How do you price CCTV service contracts?

Have a question or want to start a discussion? Post it! No Registration Necessary.  Now with pictures!

Threaded View
Hello everybody,

I'd like to tap the collective wisdom of this nice group.

Reading the latest BICSI News newsletter, in the "Secure your bottom
line..." article the author argues that typical charges for a CCTV system
service contract is 1/3 of the contractor's equipment cost annually. I
plugged the numbers into an estimation for a customer that's asked for a
service contract on a 70+ cameras system we recently installed. Holly cow!
I would have to charge $1250/month PLUS additional labor for cleaning the
cameras once a year as per that article in BICSI News. Is this realistic
here in North East US? I mean, this particular customer already turned
down my last $400/month proposal that I sent based on how I would have
priced a phone system service contract that I'm more familiar with.  
So, what would you say? Walk away or raise the proposal to $1250/month? My
boss would love the last one for sure, but I doubt it's sellable.
Any real life input anyone?
======
» **Exercises**:
A – In the forum post on pricing CCTV service contracts, what monthly proposal had the customer already turned down?
B – In the records, reproduce every line verbatim from the line with "of the dark" to the line with "column 494, row 667", including both of those lines.
======
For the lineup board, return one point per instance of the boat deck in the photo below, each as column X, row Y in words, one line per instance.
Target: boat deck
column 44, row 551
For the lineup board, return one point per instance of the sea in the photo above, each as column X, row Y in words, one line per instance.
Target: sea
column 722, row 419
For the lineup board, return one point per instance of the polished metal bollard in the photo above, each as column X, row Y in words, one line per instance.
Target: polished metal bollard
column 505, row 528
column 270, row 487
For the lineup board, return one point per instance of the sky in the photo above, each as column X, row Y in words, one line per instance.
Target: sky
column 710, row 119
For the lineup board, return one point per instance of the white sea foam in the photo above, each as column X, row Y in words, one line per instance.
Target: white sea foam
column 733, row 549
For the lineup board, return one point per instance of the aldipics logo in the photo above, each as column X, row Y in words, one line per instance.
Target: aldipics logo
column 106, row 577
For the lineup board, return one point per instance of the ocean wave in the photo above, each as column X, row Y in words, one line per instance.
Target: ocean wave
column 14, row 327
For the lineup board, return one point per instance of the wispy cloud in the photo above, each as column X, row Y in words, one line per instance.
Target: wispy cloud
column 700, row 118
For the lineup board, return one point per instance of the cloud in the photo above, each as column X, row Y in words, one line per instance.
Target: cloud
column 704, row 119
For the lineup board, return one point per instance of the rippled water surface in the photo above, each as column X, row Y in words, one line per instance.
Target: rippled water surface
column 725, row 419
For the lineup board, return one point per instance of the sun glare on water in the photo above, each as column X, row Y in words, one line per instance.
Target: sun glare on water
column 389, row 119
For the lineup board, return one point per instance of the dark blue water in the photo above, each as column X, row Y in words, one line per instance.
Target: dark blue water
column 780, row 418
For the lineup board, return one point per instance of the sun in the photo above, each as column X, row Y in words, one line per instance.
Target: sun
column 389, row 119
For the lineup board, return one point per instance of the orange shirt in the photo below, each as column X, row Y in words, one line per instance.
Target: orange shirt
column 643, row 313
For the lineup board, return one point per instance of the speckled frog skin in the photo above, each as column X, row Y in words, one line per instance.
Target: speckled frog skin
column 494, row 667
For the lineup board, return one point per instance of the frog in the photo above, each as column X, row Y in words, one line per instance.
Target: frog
======
» **Answers to the tasks**:
A – A $400/month proposal.

B –
For the lineup board, return one point per instance of the dark blue water in the photo above, each as column X, row Y in words, one line per instance.
Target: dark blue water
column 780, row 418
For the lineup board, return one point per instance of the sun in the photo above, each as column X, row Y in words, one line per instance.
Target: sun
column 389, row 119
For the lineup board, return one point per instance of the orange shirt in the photo below, each as column X, row Y in words, one line per instance.
Target: orange shirt
column 643, row 313
For the lineup board, return one point per instance of the speckled frog skin in the photo above, each as column X, row Y in words, one line per instance.
Target: speckled frog skin
column 494, row 667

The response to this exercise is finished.